** START Record extracts **

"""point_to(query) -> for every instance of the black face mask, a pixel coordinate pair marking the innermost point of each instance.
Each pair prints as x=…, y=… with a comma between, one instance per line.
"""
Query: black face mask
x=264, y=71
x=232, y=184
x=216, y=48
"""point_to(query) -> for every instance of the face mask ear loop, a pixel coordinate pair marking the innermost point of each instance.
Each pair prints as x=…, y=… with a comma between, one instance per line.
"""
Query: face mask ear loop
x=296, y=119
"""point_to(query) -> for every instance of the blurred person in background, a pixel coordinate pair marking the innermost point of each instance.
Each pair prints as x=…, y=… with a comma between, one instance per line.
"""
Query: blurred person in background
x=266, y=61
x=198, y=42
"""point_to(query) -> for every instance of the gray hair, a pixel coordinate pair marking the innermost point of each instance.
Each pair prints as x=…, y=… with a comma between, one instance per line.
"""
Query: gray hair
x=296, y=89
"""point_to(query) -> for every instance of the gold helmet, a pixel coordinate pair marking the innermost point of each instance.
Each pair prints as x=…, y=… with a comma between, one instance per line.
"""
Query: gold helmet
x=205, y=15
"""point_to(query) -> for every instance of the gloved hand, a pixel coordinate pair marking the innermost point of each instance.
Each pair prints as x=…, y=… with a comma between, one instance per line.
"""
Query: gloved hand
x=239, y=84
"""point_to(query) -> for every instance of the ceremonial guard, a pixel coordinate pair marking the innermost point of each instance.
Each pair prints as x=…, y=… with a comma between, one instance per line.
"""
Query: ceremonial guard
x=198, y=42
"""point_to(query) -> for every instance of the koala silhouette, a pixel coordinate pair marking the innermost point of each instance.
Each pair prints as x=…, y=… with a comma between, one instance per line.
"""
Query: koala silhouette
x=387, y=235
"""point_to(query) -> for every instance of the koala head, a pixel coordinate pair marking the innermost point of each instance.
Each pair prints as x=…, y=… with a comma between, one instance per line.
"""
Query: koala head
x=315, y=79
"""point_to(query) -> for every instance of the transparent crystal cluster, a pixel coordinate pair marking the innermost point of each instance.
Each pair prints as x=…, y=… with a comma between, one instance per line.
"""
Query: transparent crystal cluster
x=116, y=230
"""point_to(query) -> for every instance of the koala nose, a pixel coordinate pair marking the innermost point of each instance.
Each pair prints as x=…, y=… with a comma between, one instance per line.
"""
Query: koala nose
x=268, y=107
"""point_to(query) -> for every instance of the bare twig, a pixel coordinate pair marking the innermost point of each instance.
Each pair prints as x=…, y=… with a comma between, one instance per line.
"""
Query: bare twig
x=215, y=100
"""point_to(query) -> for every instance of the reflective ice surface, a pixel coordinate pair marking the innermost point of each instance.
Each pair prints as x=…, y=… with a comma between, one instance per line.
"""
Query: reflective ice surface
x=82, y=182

** END Record extracts **

To do
Please write out the lines from the one containing "of the blurred" through the one containing "x=315, y=79", both included, without changing anything.

Problem solution
"""point_to(query) -> for every instance of the blurred person in background, a pixel coordinate pair marking the innermost point of each instance.
Each pair prints as x=…, y=… with a comma between, one instance per line.
"""
Query: blurred person in background
x=266, y=61
x=198, y=42
"""point_to(query) -> for every instance of the gray hair, a pixel coordinate pair marking the innermost point of each instance.
Each pair prints as x=…, y=… with a comma between, one instance per line.
"""
Query: gray hair
x=296, y=89
"""point_to(query) -> for every instance of the gold helmet, a pixel coordinate pair marking the innermost point of each instance.
Each pair prints as x=…, y=… with a comma between, one instance per line.
"""
Query: gold helmet
x=205, y=15
"""point_to(query) -> for every instance of the gloved hand, a pixel coordinate pair marking the innermost point of each instance.
Each pair prints as x=…, y=… with a comma between, one instance per line.
"""
Query: gloved hand
x=239, y=84
"""point_to(query) -> for every instance of the ceremonial guard, a pixel coordinate pair marking the innermost point of each instance.
Each pair prints as x=…, y=… with a comma between, one instance per line.
"""
Query: ceremonial guard
x=198, y=42
"""point_to(query) -> for every instance of the koala silhouette, a pixel coordinate pair marking the innermost point of each instance.
Each pair prints as x=…, y=… with a comma between, one instance per line.
"""
Query: koala silhouette
x=387, y=235
"""point_to(query) -> for every instance of the koala head, a pixel coordinate pair marking the innermost point of each instance.
Each pair prints as x=…, y=… with a comma between, one instance per line.
"""
Query: koala head
x=315, y=79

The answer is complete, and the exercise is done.